__Work order__
Restate, word for word, each record that follows.

__Extracted data__
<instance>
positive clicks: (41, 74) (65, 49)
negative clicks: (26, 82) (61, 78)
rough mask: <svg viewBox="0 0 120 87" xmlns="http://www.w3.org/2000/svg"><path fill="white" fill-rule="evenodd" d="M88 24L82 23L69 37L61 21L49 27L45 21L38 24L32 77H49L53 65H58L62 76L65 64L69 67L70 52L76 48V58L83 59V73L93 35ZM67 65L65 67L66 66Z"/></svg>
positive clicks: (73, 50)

__Finished task__
<instance>
positive clicks: (41, 74) (65, 49)
negative clicks: (26, 82) (61, 78)
rough mask: <svg viewBox="0 0 120 87" xmlns="http://www.w3.org/2000/svg"><path fill="white" fill-rule="evenodd" d="M88 24L82 23L69 37L61 21L49 27L45 21L38 24L32 77H49L53 65H58L62 76L65 64L69 67L70 52L76 48V58L83 59V73L93 35ZM67 65L65 67L66 66Z"/></svg>
positive clicks: (73, 50)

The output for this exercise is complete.